Copy out the entries below word for word, from the very first line up to and including the line with "[[22, 331]]". Leave the pictures out of your copy.

=== Data excerpts ===

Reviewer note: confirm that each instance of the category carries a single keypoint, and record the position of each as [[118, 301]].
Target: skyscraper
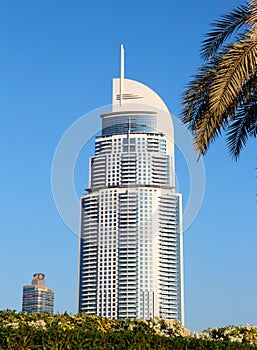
[[131, 244], [37, 297]]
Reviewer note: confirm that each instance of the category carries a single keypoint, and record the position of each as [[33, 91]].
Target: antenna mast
[[121, 71]]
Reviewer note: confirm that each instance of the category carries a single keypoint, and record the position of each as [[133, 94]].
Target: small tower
[[37, 297]]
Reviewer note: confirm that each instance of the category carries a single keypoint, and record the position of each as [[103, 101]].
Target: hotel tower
[[131, 241]]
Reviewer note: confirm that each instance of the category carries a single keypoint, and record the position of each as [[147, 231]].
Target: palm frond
[[223, 29], [242, 128], [237, 65], [252, 12]]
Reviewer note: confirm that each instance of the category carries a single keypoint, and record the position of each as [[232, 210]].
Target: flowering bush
[[22, 331]]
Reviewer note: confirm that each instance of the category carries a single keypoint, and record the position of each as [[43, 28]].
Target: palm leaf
[[236, 66], [244, 126]]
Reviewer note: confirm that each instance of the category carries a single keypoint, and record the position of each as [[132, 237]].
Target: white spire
[[121, 71]]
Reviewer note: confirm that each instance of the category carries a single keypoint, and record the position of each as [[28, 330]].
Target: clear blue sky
[[57, 62]]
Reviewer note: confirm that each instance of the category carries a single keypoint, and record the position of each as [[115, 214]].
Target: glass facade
[[123, 124]]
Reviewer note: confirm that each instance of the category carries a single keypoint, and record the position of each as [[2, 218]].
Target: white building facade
[[131, 243]]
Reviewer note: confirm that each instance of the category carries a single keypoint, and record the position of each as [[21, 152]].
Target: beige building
[[37, 297]]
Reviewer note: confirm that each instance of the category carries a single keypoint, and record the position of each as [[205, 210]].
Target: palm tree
[[223, 93]]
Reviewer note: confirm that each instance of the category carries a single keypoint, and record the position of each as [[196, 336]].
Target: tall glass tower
[[131, 243], [37, 297]]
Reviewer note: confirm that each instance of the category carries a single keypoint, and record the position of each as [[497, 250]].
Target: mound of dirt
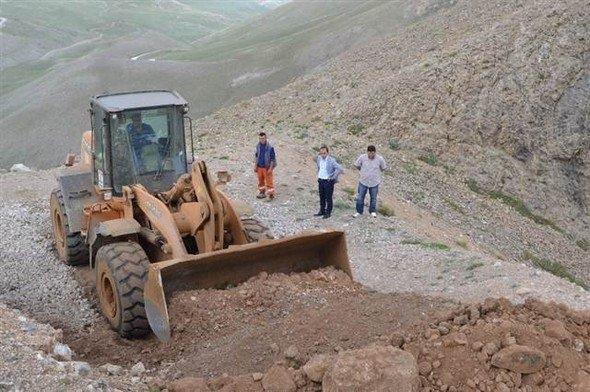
[[299, 326], [492, 346], [249, 327]]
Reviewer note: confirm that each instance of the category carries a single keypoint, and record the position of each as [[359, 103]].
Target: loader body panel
[[75, 183]]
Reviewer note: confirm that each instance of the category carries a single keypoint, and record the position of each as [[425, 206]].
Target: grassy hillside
[[39, 35], [46, 99], [481, 110]]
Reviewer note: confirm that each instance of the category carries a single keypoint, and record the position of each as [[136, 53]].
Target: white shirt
[[322, 172]]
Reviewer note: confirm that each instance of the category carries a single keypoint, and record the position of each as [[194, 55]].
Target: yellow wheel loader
[[150, 220]]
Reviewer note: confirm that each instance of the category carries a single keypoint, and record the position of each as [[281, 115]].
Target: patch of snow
[[249, 76]]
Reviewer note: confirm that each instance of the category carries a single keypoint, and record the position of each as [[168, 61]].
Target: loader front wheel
[[255, 230], [121, 273], [71, 247]]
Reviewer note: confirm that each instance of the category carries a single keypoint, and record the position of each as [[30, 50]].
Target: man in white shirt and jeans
[[328, 172], [370, 165]]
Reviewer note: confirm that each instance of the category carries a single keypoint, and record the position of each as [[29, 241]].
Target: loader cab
[[138, 138]]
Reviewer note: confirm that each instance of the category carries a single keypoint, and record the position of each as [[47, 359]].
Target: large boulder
[[373, 368], [519, 359], [316, 367]]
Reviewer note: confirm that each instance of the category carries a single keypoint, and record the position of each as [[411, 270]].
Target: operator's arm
[[358, 163]]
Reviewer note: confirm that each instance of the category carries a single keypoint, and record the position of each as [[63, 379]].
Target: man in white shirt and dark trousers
[[370, 165], [328, 172]]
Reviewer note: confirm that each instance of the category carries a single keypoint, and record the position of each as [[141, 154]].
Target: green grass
[[584, 244], [394, 144], [454, 205], [430, 159], [385, 210], [519, 206], [515, 203], [474, 265], [426, 245], [410, 168], [356, 129], [554, 268]]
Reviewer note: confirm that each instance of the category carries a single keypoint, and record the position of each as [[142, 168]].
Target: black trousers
[[326, 189]]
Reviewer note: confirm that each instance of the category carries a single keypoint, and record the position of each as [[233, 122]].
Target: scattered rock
[[138, 369], [373, 368], [19, 167], [582, 382], [291, 352], [578, 345], [111, 369], [555, 329], [461, 319], [316, 367], [519, 359], [444, 328], [62, 352], [278, 379], [81, 368], [397, 340], [274, 348], [490, 348], [189, 384], [424, 368], [257, 376]]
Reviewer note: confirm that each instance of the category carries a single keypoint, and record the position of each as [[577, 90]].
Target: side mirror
[[190, 159], [223, 177]]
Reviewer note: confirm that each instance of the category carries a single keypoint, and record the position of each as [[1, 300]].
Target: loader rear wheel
[[71, 247], [255, 230], [121, 273]]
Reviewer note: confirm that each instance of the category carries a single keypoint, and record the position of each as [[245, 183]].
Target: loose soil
[[226, 335], [246, 328]]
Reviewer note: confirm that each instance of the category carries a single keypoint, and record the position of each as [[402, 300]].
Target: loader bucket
[[298, 253]]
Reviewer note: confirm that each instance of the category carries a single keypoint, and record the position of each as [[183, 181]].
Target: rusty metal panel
[[75, 183], [118, 227]]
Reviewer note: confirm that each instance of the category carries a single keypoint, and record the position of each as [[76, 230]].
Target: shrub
[[462, 243]]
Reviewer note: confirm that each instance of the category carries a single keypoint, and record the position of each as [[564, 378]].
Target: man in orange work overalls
[[265, 160]]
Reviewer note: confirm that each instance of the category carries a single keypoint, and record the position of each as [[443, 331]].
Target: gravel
[[31, 278]]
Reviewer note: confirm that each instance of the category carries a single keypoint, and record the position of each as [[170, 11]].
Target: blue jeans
[[360, 199]]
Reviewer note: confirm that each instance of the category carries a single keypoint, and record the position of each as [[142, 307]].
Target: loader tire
[[121, 273], [71, 247], [255, 230]]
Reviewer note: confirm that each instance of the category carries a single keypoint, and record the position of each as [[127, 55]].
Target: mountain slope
[[481, 110], [261, 55]]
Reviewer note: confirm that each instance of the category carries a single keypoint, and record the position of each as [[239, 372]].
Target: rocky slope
[[481, 111]]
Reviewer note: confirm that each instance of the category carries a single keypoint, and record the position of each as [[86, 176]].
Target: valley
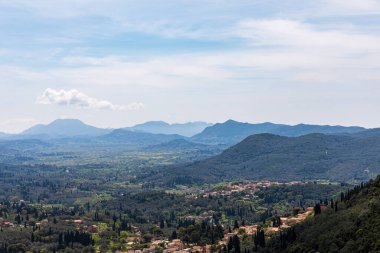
[[127, 191]]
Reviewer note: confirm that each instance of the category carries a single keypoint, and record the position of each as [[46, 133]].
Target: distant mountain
[[61, 128], [161, 127], [126, 137], [180, 144], [273, 157], [232, 132], [4, 135], [375, 132]]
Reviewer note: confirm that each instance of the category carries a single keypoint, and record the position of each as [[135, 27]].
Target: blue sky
[[116, 63]]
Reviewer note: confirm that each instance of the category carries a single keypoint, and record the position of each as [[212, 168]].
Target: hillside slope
[[354, 227], [232, 132], [160, 127], [63, 128], [272, 157]]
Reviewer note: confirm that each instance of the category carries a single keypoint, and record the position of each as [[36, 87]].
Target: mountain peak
[[64, 128]]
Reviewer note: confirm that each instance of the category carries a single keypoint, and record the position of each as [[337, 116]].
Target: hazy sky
[[114, 63]]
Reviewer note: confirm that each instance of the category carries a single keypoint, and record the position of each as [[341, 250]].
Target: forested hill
[[231, 132], [352, 226], [273, 157]]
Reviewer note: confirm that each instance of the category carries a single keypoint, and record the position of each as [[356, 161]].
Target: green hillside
[[353, 227], [272, 157]]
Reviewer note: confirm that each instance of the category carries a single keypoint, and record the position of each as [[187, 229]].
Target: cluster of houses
[[249, 188], [6, 224], [177, 246]]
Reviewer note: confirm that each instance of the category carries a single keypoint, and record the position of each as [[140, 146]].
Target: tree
[[317, 209]]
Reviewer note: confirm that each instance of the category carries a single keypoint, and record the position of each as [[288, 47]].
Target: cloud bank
[[79, 99]]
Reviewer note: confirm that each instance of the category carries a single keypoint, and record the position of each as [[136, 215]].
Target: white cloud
[[351, 7], [77, 98], [16, 125]]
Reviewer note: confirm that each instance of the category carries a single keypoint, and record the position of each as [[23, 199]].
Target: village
[[249, 188], [177, 246]]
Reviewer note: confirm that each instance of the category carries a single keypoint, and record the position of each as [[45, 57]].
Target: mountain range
[[274, 157], [160, 127], [61, 128], [232, 132]]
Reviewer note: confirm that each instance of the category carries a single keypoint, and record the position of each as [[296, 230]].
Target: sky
[[115, 63]]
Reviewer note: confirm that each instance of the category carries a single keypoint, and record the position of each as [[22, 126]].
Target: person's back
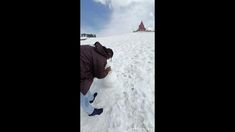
[[92, 64]]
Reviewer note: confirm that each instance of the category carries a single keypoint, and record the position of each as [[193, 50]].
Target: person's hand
[[108, 69]]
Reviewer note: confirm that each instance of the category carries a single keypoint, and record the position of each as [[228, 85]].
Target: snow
[[127, 93]]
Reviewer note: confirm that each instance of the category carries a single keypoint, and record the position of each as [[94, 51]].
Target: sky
[[111, 17]]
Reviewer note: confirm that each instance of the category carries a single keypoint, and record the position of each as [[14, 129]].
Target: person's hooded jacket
[[92, 64]]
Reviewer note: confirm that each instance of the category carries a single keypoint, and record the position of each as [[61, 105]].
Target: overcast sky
[[111, 17]]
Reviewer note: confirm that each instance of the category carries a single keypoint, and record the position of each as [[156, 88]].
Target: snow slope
[[127, 94]]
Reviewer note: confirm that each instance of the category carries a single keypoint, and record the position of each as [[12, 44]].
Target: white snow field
[[127, 93]]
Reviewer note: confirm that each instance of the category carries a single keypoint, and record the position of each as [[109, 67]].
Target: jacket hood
[[101, 50]]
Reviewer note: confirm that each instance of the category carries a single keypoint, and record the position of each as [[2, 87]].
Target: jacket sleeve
[[99, 68]]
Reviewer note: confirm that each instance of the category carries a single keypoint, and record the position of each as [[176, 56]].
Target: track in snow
[[129, 103]]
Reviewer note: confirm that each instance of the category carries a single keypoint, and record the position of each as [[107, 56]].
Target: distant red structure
[[141, 27]]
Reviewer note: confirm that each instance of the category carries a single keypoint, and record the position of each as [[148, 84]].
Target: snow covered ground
[[127, 94]]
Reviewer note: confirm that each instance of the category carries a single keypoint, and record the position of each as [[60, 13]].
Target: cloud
[[127, 14]]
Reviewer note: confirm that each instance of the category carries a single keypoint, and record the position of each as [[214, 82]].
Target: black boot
[[96, 112], [95, 94]]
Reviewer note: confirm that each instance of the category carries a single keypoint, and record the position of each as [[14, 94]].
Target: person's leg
[[85, 104]]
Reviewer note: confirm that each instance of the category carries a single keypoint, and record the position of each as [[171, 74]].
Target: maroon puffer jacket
[[92, 64]]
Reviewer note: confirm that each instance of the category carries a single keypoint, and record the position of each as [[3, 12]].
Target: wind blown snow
[[127, 93]]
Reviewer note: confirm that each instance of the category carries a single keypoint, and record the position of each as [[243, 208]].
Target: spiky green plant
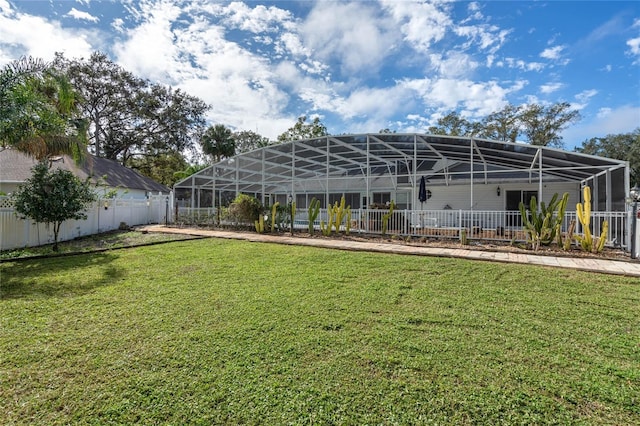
[[542, 225], [314, 210], [583, 211]]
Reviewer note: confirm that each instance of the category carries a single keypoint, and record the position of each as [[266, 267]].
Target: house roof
[[15, 167]]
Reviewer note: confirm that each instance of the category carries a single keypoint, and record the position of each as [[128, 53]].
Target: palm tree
[[38, 111], [218, 142]]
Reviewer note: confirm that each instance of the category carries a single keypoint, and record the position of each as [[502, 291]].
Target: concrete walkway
[[605, 266]]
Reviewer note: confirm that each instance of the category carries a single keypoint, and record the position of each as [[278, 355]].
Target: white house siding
[[458, 197], [17, 233]]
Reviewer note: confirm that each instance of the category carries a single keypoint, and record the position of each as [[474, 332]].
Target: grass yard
[[232, 332]]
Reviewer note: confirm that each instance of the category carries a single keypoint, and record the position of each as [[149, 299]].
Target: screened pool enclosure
[[467, 183]]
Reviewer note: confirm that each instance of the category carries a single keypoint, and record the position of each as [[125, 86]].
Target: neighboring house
[[107, 175]]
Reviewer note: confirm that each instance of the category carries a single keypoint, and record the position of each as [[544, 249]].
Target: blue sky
[[360, 66]]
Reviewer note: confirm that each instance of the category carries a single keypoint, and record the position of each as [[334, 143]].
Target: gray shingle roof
[[16, 167]]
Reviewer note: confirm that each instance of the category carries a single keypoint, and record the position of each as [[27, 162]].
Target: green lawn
[[231, 332]]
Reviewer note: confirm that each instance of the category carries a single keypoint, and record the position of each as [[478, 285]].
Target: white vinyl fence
[[102, 216]]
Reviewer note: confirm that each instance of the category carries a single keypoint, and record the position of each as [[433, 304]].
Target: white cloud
[[257, 20], [476, 99], [5, 7], [27, 35], [421, 24], [454, 64], [586, 95], [583, 98], [83, 16], [484, 36], [245, 92], [550, 87], [525, 66], [552, 52], [329, 32], [622, 119], [118, 25], [634, 46]]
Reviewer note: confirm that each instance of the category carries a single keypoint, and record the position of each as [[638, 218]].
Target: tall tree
[[541, 125], [304, 130], [53, 197], [503, 125], [246, 141], [623, 146], [217, 142], [38, 111], [129, 116], [109, 96], [162, 167]]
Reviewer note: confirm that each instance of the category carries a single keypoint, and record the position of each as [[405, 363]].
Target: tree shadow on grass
[[64, 276]]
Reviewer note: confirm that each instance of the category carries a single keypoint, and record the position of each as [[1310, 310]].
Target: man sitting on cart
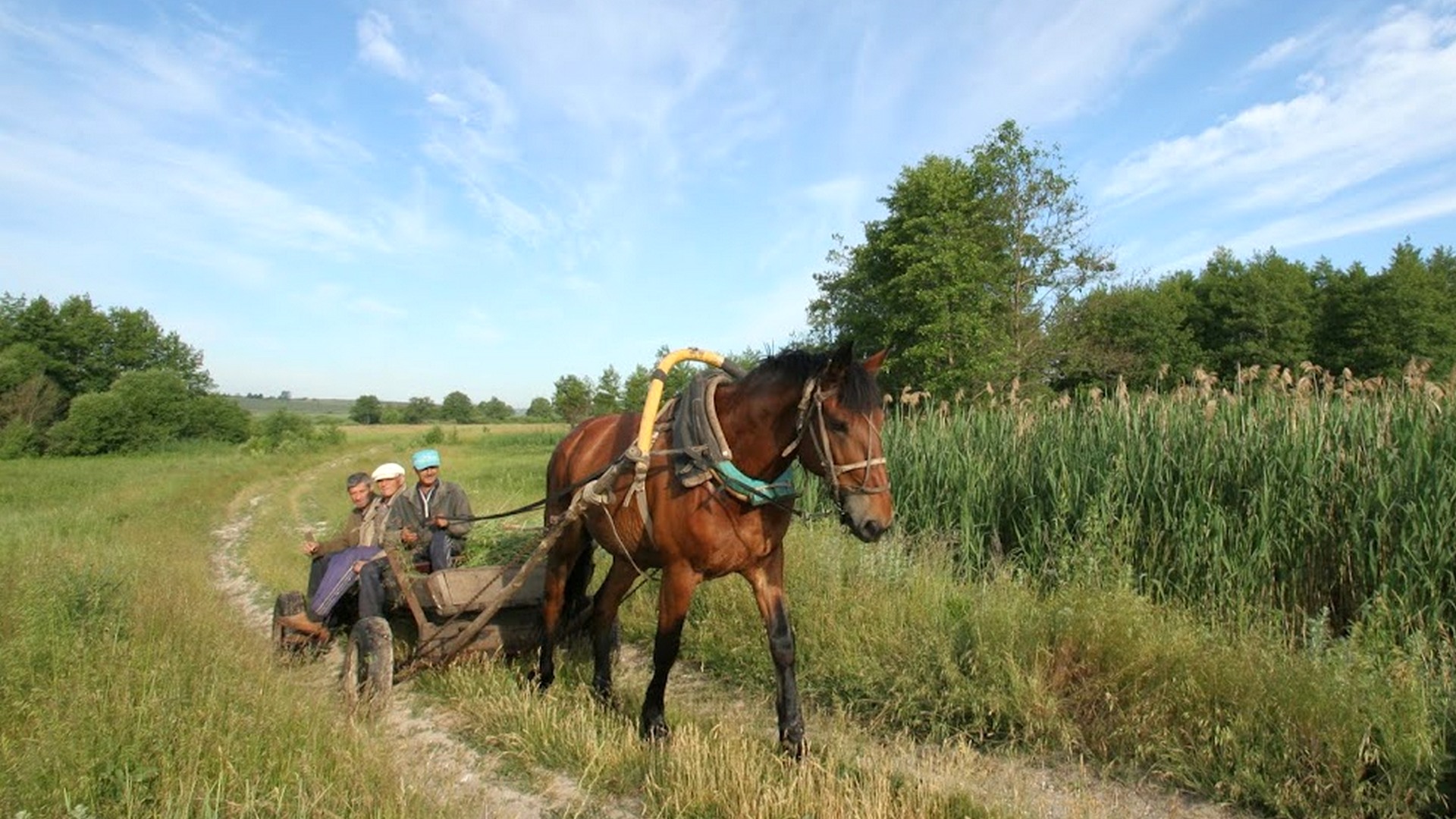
[[431, 519], [353, 553]]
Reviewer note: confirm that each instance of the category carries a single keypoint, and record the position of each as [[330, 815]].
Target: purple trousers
[[338, 577]]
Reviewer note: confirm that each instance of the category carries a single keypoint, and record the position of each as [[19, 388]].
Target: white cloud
[[378, 47], [1382, 102]]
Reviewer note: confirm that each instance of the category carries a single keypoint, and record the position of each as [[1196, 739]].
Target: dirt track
[[468, 777]]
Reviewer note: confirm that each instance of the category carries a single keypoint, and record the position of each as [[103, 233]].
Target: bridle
[[811, 422]]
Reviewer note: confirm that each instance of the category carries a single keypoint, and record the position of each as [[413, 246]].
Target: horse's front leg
[[676, 594], [560, 564], [604, 624], [767, 589]]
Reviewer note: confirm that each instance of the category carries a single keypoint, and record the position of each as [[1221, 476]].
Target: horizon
[[488, 197]]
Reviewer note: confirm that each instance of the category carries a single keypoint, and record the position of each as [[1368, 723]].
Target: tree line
[[76, 379], [982, 273]]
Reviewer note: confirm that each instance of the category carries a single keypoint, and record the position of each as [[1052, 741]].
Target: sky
[[403, 200]]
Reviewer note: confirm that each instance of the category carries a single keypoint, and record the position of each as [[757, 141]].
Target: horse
[[821, 409]]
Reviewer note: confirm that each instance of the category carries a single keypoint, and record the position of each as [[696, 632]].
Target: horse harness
[[702, 453]]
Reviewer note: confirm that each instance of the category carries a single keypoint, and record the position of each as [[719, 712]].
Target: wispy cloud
[[376, 36], [1378, 102]]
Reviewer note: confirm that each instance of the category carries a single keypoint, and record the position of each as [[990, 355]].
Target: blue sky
[[411, 199]]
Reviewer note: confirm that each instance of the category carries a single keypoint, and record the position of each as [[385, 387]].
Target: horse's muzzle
[[868, 531]]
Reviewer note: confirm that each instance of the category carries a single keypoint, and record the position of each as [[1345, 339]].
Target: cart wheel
[[369, 665], [284, 640]]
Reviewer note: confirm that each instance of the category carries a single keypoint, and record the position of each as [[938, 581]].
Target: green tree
[[1261, 312], [28, 395], [634, 390], [158, 406], [541, 410], [573, 398], [216, 417], [1410, 314], [367, 410], [495, 410], [96, 423], [607, 397], [419, 411], [959, 278], [457, 407], [1341, 305], [88, 349], [1136, 331]]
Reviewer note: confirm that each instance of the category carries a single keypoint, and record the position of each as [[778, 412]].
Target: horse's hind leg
[[604, 624], [679, 583], [571, 544]]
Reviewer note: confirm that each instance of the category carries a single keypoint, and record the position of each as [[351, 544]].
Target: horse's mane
[[858, 394]]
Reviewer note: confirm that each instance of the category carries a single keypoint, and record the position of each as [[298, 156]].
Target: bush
[[215, 417], [96, 423], [290, 431], [19, 439]]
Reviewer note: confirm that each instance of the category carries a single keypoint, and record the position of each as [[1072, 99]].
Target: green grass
[[131, 687]]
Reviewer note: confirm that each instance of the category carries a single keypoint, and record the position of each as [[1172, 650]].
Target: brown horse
[[823, 410]]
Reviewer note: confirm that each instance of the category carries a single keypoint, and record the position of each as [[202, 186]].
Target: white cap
[[388, 471]]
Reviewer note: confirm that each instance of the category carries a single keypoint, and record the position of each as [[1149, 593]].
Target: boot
[[306, 626]]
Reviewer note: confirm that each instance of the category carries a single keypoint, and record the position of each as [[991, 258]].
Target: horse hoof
[[601, 692], [655, 730]]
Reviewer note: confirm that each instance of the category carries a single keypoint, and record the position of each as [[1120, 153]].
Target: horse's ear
[[874, 362]]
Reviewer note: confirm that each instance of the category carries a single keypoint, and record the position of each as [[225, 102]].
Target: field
[[332, 407], [940, 667]]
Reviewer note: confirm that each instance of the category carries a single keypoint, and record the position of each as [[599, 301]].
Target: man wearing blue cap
[[436, 515]]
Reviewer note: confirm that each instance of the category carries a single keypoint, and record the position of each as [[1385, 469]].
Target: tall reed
[[1318, 497]]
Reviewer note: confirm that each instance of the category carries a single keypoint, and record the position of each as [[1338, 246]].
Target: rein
[[813, 404]]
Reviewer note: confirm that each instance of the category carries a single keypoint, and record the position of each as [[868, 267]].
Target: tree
[[88, 349], [366, 410], [573, 398], [216, 417], [1138, 333], [959, 278], [419, 411], [495, 410], [457, 407], [541, 410], [634, 390], [1410, 314], [607, 397], [1261, 312]]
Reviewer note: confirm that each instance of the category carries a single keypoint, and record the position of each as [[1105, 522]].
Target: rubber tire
[[369, 665], [287, 604]]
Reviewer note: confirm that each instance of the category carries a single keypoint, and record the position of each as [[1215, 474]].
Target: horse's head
[[842, 417]]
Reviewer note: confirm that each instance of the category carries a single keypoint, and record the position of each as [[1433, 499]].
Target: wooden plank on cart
[[471, 589]]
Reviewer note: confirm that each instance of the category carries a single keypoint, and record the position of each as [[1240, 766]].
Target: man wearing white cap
[[344, 566]]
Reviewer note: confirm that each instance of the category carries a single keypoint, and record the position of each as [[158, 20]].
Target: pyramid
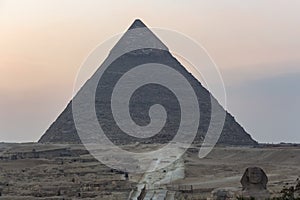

===

The solution:
Reviewer note: confirm that each instance of the category carries a single keypoint, and record the position of each as [[118, 301]].
Target: skyscraper
[[131, 244], [37, 297]]
Reviewer note: confirm that each instance of the category carries a single keypoint, and record the position of each as [[33, 91]].
Target: antenna mast
[[121, 71]]
Reviewer note: confirm that each instance of the category carries a single keypoint, and record the position of each as [[133, 94]].
Target: small tower
[[37, 297]]
Reviewer note: confirm that each instance of the category carries a single keypoint, and record the position of each as [[103, 101]].
Target: hotel tower
[[131, 241]]
Reviewer note: confirm that each instance of the category carries a single keypoint, and record the position of each as [[147, 231]].
Target: palm frond
[[223, 29], [242, 128], [237, 65], [252, 12]]
Reviewer note: confirm that each instance of the category carries a single keypoint, and record the position of each as [[232, 210]].
Target: flowering bush
[[22, 331]]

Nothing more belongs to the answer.